• [Goal of the exercise]
Look for "Target" in each line of the records, and copy the lines that have it.

————

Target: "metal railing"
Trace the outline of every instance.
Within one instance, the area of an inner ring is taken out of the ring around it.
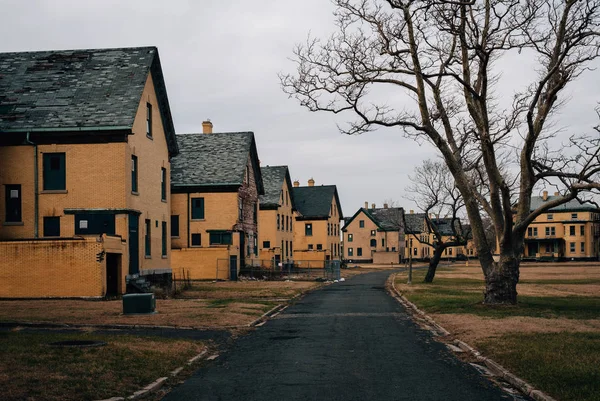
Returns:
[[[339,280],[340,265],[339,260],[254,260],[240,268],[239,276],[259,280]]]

————

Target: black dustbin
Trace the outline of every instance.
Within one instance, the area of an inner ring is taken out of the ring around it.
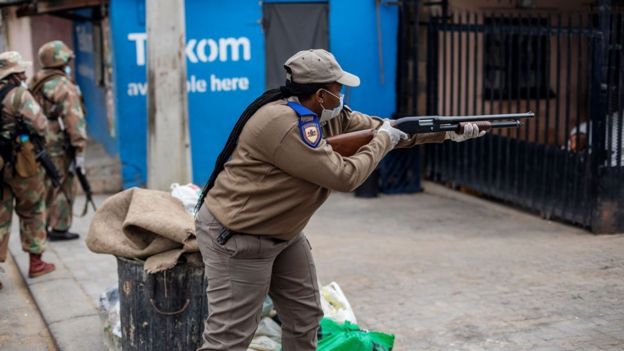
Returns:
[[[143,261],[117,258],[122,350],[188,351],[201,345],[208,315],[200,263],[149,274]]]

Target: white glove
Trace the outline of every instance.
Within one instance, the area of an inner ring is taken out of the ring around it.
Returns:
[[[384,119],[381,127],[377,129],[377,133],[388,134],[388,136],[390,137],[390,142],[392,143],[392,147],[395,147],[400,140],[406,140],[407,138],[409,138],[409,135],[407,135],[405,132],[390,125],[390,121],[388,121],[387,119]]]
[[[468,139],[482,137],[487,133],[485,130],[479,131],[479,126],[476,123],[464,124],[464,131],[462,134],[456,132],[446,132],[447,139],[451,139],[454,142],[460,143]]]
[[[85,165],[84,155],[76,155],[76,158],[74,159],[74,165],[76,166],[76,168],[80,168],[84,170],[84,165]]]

————

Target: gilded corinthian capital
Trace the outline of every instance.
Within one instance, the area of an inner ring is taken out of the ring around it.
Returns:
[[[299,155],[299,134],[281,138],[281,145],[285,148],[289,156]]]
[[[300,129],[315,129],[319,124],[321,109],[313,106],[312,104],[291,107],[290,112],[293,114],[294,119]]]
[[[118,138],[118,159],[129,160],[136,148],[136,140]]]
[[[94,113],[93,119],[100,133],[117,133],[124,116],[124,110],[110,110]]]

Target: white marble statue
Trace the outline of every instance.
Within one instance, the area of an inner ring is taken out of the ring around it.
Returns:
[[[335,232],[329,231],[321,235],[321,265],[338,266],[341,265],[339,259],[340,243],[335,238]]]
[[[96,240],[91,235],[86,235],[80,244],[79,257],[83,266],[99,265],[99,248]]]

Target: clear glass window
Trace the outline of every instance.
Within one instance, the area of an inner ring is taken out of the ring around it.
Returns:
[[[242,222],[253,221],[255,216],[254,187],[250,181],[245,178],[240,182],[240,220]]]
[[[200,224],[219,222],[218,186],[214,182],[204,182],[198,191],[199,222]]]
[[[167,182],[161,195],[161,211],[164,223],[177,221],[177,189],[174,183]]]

————

• [Response for this exercise]
Target: "metal railing"
Target: black dustbin
Target: white glove
Target: gilded corinthian capital
Target: white marble statue
Target: clear glass window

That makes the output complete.